Görev A = Yazının "İdris Günaydın" sözleriyle başlayıp "git ve gör." sözlerine kadar süren kısmını hiç değiştirmeden yaz.
Görev B = Yazıda "Afrika’daki çoğu ülkeler Hristiyan!" diye başlayan paragrafı, temel bilgilerini koruyarak madde madde yeniden yaz.

İdris Günaydın
DEBELENİYOR rumuzlu bir okuyucu da şöyle yazmış: “Peygamberin hayatını Matematik, Fizik, Kimya yerine ders yapıp okutmanın bilime topluma faydası ne? Onun için bütün İslam ülkeleri dini despotizmin sefaletin içinde debeleniyor” demiş.
Aaah! Ah!
Afrika’daki çoğu ülkeler Hristiyan! Hindistan’ın %80’i Hindu. Doğu Avrupa Hristiyan… Buralarda da insanlar sefil. Batı Avrupa ve Amerika’da despotizm yoksa İncil’den mi kaynaklanıyor? Yoksa okullarda din öğretilmiyor mu?
Gidip görebileceğin ülkeye git ve gör.

Verilen liste =
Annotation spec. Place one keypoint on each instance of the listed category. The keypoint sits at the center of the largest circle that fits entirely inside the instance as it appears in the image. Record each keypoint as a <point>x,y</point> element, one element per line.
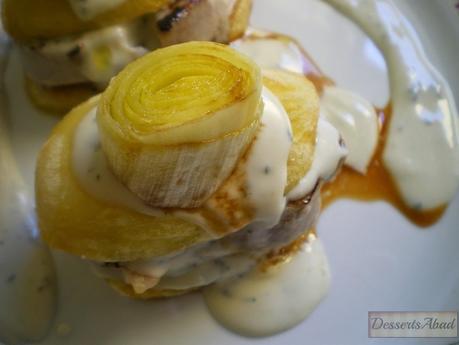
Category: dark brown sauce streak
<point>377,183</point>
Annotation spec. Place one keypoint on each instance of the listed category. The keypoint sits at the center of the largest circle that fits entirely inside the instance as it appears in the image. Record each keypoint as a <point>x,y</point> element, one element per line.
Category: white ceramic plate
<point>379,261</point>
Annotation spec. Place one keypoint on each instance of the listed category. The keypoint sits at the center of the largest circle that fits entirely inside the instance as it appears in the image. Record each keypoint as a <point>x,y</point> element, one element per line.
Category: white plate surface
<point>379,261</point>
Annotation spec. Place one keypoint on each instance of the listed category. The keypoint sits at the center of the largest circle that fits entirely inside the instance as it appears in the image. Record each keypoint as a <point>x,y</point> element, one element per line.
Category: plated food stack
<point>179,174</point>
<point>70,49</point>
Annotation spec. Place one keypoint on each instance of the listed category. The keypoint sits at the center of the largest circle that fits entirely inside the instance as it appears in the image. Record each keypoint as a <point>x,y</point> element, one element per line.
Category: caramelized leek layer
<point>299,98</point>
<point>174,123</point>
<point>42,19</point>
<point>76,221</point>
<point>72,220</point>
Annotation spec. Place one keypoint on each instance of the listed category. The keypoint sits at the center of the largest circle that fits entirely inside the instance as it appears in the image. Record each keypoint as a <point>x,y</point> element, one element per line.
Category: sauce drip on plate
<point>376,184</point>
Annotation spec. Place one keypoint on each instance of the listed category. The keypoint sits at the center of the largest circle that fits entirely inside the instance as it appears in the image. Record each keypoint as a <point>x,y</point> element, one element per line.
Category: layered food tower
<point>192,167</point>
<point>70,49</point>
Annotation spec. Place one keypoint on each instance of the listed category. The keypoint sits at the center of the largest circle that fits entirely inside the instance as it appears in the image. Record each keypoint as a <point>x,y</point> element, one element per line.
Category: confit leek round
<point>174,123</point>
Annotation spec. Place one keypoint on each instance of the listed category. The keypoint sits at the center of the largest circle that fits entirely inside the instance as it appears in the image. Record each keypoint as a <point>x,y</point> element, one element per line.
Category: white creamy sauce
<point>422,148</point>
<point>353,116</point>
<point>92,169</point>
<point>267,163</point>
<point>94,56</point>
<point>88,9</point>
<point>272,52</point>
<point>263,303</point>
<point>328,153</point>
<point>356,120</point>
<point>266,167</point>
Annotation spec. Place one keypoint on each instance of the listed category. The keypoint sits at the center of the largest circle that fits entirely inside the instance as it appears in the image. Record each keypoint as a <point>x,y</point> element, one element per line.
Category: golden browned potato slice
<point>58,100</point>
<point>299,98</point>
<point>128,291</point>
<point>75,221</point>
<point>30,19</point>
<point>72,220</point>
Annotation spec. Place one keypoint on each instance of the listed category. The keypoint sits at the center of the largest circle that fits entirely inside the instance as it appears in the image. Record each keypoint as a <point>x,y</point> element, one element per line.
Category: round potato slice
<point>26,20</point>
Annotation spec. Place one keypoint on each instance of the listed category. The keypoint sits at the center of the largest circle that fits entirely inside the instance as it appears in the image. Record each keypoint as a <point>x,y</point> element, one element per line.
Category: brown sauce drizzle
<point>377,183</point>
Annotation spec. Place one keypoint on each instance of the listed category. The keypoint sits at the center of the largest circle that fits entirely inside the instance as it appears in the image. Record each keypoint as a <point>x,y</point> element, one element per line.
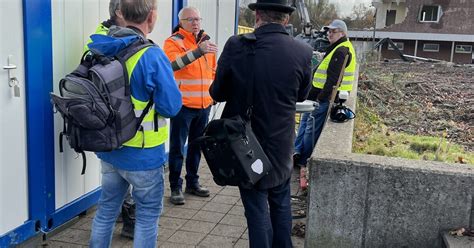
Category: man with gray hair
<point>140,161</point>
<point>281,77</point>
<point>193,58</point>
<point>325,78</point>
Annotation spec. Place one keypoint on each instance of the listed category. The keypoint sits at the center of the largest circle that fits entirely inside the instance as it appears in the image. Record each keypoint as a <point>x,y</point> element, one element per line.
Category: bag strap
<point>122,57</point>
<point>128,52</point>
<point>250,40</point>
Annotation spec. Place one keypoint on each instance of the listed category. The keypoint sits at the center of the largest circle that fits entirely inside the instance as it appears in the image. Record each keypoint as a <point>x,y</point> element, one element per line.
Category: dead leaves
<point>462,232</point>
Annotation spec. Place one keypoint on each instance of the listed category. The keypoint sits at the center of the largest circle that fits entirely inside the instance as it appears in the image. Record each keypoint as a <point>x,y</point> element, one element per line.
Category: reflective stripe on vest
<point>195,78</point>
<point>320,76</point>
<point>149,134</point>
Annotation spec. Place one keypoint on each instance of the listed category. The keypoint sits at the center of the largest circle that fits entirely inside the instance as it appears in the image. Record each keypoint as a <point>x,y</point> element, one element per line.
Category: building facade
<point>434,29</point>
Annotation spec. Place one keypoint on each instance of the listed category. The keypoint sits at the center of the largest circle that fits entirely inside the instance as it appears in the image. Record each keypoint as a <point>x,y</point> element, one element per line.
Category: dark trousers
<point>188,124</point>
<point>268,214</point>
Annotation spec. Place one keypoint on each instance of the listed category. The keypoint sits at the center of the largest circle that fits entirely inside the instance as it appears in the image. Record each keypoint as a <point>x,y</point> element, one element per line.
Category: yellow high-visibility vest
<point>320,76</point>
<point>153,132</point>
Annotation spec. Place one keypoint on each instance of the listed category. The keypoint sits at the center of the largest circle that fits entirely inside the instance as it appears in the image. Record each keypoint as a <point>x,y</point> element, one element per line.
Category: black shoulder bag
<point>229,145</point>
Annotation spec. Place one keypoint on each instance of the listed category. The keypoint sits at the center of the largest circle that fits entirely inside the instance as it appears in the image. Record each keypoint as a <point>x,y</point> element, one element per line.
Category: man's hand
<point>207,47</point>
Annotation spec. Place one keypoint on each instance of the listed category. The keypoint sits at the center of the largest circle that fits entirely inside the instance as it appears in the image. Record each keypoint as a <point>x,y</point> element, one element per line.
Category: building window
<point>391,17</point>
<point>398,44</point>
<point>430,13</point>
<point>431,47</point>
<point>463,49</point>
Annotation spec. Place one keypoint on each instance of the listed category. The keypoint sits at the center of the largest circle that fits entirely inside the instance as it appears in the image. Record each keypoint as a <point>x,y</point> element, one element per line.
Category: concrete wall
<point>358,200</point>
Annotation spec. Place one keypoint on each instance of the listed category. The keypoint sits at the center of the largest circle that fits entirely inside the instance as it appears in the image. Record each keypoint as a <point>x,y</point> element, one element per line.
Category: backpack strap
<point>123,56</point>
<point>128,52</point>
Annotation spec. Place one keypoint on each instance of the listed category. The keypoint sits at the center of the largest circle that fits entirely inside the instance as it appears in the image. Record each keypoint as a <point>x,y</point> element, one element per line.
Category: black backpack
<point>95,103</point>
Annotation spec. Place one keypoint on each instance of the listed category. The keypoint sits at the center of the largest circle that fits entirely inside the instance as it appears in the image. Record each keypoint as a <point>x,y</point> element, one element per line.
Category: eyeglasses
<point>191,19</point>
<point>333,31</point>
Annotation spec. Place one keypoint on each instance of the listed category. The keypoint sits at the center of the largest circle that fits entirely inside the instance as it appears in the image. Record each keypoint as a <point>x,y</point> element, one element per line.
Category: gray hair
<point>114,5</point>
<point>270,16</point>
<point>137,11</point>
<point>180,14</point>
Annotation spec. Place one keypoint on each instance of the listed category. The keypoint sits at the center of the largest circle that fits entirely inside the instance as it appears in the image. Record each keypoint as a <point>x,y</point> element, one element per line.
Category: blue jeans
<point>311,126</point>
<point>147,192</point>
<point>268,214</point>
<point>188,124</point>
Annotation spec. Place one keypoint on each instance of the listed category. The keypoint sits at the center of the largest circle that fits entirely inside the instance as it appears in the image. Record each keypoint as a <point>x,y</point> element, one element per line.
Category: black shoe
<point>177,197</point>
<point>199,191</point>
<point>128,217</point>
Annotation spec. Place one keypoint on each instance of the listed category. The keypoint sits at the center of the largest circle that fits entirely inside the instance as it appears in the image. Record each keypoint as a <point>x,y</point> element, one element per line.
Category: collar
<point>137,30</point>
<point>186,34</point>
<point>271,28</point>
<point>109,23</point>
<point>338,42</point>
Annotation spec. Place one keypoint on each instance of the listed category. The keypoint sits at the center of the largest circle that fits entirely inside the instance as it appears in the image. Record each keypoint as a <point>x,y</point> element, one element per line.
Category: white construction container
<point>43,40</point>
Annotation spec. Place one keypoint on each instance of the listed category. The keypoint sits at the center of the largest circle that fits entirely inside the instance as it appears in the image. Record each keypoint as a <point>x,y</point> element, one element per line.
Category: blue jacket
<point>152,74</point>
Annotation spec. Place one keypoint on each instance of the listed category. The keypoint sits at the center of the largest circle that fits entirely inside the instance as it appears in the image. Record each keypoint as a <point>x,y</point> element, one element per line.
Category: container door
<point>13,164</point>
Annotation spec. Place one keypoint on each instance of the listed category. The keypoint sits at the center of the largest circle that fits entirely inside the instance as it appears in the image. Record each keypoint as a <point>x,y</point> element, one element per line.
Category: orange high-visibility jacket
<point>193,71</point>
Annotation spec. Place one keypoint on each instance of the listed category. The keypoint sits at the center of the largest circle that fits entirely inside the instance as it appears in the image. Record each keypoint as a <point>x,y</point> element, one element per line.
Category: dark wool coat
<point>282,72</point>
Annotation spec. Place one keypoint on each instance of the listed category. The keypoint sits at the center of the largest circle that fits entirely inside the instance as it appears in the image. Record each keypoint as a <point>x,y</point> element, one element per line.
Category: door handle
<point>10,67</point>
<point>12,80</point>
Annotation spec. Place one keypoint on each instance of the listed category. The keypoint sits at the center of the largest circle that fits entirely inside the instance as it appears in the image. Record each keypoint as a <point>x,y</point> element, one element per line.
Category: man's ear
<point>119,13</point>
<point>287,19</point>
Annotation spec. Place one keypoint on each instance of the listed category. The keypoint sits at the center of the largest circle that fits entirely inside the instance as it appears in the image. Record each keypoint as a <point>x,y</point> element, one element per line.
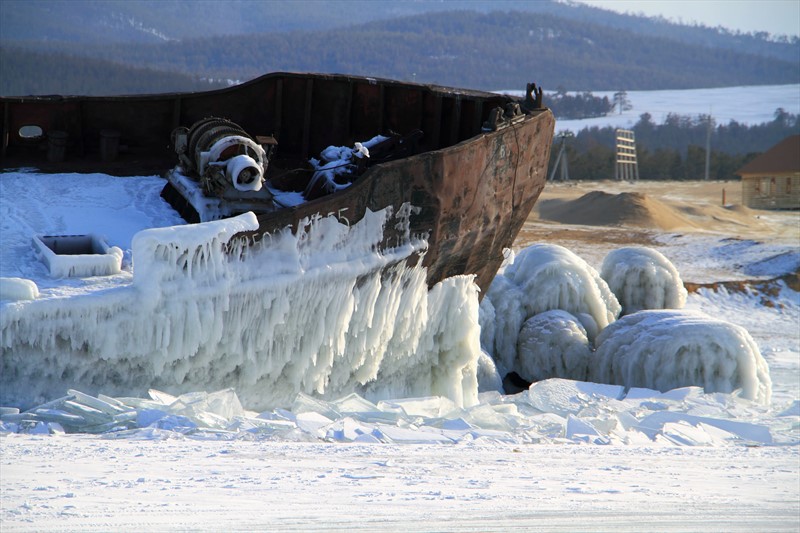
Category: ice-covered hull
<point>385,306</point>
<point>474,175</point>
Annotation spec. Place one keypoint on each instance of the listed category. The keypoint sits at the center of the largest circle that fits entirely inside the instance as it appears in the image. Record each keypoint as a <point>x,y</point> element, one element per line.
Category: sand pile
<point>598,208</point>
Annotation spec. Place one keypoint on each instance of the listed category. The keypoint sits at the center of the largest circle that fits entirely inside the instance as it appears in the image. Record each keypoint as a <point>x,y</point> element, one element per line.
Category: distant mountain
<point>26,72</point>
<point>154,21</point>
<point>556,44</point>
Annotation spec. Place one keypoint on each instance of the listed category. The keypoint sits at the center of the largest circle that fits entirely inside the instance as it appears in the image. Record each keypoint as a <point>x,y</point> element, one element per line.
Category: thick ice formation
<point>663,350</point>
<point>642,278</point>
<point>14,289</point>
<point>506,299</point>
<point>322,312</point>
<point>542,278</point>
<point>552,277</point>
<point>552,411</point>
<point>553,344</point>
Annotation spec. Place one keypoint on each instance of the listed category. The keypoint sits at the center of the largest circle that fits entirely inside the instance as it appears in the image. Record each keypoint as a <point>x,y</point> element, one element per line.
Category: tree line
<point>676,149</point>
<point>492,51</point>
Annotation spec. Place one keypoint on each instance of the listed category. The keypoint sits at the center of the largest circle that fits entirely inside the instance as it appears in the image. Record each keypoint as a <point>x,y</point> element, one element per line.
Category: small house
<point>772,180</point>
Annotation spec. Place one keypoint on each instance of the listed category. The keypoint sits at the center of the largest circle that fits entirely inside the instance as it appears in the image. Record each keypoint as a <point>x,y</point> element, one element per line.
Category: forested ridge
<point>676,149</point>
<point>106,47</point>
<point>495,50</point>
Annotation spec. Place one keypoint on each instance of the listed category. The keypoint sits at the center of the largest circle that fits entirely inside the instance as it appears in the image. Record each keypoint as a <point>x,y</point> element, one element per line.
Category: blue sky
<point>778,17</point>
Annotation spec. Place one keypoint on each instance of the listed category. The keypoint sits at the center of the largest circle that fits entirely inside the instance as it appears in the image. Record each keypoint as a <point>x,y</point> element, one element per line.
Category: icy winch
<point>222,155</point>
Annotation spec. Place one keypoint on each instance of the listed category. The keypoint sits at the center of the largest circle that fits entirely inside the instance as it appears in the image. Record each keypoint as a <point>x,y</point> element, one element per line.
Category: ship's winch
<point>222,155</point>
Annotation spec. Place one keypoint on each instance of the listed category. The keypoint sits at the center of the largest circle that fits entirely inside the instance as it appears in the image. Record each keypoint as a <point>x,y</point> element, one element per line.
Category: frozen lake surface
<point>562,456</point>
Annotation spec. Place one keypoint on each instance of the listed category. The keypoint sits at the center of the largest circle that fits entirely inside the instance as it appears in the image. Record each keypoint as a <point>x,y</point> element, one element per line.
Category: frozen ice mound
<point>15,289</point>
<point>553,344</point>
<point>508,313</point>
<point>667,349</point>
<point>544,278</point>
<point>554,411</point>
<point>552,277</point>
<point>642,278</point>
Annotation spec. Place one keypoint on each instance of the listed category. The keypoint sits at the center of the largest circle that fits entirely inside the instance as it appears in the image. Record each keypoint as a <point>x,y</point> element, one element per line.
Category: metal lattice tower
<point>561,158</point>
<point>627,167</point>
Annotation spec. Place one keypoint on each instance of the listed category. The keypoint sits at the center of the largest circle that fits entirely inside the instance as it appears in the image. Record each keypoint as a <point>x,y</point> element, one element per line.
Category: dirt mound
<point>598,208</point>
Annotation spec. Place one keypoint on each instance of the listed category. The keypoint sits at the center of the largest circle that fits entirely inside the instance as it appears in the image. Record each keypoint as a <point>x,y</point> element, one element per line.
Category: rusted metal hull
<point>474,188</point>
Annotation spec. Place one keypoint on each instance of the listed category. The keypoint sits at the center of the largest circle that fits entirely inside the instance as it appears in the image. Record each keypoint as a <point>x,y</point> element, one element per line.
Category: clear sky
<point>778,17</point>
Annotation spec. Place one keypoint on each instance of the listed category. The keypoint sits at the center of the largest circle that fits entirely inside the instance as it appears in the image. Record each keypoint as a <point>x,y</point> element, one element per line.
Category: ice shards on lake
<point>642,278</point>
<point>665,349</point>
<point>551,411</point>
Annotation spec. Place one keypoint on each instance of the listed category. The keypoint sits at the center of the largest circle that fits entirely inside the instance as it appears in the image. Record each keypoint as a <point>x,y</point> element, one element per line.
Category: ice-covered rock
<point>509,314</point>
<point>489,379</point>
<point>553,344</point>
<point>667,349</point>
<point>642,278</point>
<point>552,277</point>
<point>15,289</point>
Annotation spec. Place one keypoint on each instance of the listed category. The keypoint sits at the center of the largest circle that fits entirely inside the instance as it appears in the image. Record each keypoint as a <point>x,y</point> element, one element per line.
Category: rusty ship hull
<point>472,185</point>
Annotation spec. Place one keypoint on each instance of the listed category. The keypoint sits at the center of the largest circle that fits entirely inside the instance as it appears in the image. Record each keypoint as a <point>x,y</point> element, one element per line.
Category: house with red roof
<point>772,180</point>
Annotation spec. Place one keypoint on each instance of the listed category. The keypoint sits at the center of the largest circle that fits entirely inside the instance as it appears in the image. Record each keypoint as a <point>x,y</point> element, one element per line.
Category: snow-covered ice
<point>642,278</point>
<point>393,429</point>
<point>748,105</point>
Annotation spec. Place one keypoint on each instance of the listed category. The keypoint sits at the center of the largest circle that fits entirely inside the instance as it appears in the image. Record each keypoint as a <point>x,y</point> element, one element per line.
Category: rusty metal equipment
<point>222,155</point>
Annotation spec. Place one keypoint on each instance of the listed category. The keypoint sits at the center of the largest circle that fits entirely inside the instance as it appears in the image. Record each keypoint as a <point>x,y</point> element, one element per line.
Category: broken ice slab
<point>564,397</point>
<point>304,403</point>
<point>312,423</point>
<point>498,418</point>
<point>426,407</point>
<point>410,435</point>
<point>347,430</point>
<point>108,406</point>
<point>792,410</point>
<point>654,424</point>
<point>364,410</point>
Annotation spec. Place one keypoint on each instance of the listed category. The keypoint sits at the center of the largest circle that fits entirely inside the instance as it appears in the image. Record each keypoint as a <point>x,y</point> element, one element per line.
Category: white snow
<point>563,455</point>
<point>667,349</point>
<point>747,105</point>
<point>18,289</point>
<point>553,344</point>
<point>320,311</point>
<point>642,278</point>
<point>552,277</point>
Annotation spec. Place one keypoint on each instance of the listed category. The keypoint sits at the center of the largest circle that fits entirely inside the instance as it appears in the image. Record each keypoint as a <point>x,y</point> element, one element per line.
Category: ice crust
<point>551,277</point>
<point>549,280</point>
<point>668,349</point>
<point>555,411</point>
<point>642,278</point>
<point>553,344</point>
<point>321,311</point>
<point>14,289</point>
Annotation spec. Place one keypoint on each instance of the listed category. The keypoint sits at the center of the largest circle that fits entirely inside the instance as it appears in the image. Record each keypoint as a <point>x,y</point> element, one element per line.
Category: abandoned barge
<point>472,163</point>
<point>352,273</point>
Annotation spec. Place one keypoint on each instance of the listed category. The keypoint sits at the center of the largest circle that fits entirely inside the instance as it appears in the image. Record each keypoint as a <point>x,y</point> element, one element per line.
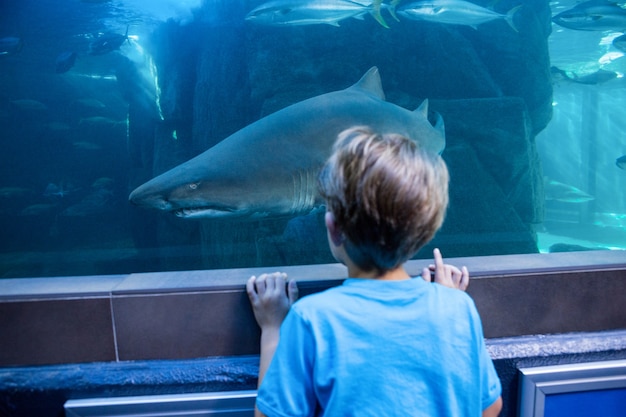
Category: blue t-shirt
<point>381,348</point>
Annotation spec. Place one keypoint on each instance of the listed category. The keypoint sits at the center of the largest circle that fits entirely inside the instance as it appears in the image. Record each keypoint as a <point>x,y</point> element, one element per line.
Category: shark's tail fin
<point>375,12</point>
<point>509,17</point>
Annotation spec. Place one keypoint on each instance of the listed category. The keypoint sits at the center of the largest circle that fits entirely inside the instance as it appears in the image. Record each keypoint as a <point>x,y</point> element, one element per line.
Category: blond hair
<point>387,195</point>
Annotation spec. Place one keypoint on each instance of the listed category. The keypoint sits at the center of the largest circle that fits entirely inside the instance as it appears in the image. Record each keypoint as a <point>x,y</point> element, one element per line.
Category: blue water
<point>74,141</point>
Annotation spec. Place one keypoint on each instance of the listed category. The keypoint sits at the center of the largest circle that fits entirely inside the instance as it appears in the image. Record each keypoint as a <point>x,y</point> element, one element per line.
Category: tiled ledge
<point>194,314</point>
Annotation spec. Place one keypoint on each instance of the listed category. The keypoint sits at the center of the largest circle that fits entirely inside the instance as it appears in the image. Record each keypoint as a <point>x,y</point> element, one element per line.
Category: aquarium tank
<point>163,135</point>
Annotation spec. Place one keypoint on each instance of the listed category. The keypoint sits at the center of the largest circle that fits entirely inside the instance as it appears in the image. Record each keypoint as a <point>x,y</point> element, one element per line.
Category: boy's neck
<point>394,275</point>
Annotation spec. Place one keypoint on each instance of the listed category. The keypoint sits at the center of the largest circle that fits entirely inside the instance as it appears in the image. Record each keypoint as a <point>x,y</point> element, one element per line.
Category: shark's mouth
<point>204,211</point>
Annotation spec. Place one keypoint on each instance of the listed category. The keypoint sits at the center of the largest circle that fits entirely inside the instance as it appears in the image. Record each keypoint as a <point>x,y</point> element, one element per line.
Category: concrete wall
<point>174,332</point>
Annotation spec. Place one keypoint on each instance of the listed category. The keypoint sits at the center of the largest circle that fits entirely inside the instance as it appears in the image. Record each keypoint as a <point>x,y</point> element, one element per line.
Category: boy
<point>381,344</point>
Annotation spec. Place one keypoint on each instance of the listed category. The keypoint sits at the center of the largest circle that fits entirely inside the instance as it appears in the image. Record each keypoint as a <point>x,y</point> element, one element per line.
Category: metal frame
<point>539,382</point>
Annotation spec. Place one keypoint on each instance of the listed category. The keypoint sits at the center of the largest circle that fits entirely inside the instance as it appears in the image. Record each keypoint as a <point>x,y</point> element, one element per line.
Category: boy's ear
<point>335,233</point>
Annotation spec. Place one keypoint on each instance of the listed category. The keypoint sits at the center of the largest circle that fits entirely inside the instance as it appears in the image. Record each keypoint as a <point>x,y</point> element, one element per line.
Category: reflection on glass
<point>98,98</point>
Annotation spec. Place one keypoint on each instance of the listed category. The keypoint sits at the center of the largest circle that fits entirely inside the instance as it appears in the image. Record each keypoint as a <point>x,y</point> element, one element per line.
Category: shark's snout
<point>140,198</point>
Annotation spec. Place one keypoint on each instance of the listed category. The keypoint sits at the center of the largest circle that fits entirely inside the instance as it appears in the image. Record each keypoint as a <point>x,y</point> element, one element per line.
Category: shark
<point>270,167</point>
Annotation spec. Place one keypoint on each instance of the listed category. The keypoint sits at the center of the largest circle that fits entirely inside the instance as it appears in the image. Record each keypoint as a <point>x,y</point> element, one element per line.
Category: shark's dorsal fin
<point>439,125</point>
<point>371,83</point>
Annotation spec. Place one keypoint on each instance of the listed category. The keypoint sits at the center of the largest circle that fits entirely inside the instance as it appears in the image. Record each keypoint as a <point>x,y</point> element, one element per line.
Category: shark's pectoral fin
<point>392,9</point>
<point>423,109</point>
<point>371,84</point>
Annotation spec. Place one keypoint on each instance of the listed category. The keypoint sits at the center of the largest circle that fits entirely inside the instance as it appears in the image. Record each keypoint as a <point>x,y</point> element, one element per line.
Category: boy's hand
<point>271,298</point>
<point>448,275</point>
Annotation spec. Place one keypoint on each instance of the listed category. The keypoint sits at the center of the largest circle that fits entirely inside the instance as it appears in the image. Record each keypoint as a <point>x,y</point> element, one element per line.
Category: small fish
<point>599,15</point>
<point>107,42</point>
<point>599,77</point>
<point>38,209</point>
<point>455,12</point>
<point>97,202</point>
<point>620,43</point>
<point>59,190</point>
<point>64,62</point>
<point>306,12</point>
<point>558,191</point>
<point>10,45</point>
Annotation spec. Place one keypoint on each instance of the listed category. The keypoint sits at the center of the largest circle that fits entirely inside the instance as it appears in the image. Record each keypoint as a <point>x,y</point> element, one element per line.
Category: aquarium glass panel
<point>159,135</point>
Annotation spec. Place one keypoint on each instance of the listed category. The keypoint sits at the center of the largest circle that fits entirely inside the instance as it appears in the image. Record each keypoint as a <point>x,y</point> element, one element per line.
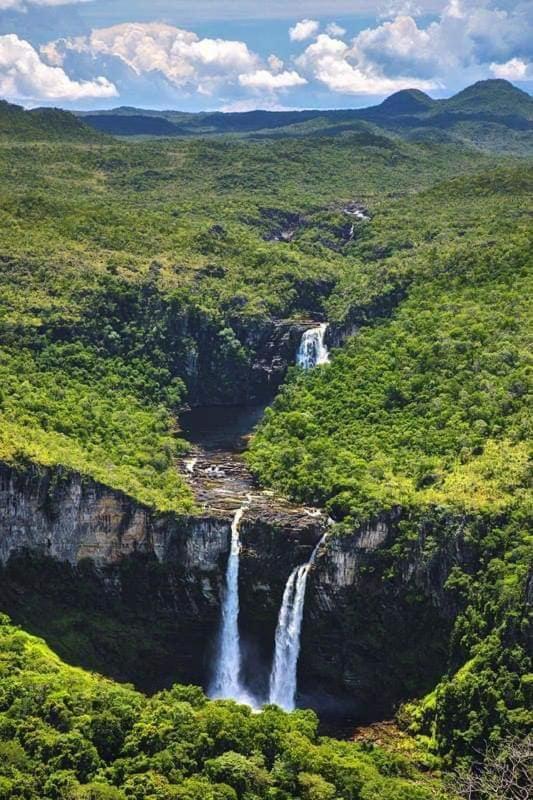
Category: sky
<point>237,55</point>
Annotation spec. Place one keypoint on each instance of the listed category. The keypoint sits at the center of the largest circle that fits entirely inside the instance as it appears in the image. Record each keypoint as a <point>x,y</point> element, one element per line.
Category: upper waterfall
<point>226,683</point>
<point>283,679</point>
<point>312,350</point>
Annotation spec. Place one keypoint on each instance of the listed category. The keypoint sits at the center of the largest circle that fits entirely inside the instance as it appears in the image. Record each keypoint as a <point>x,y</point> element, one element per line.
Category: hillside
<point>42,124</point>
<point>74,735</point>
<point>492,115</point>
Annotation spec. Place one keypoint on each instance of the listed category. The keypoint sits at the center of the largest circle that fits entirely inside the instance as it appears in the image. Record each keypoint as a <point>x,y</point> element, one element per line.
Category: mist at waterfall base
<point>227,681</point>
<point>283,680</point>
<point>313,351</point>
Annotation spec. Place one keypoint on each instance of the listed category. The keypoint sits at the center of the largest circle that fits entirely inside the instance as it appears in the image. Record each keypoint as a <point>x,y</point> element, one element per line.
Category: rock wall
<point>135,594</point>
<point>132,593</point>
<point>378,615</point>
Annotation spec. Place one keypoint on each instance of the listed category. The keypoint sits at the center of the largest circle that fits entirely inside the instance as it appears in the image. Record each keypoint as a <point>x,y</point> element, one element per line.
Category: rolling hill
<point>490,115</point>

Yanıt A =
İdris Günaydın
DEBELENİYOR rumuzlu bir okuyucu da şöyle yazmış: “Peygamberin hayatını Matematik, Fizik, Kimya yerine ders yapıp okutmanın bilime topluma faydası ne? Onun için bütün İslam ülkeleri dini despotizmin sefaletin içinde debeleniyor” demiş.
Aaah! Ah!
Afrika’daki çoğu ülkeler Hristiyan! Hindistan’ın %80’i Hindu. Doğu Avrupa Hristiyan… Buralarda da insanlar sefil. Batı Avrupa ve Amerika’da despotizm yoksa İncil’den mi kaynaklanıyor? Yoksa okullarda din öğretilmiyor mu?
Gidip görebileceğin ülkeye git ve gör.

Yanıt B =
- Afrika’daki ülkelerin çoğu Hristiyan.
- Hindistan’ın %80’i Hindu.
- Doğu Avrupa Hristiyan.
- Bu yerlerde de insanlar sefalet içinde.
- Batı Avrupa ve Amerika’da despotizm yoksa bu İncil’den mi kaynaklanıyor?
- Yoksa oradaki okullarda din öğretilmiyor mu?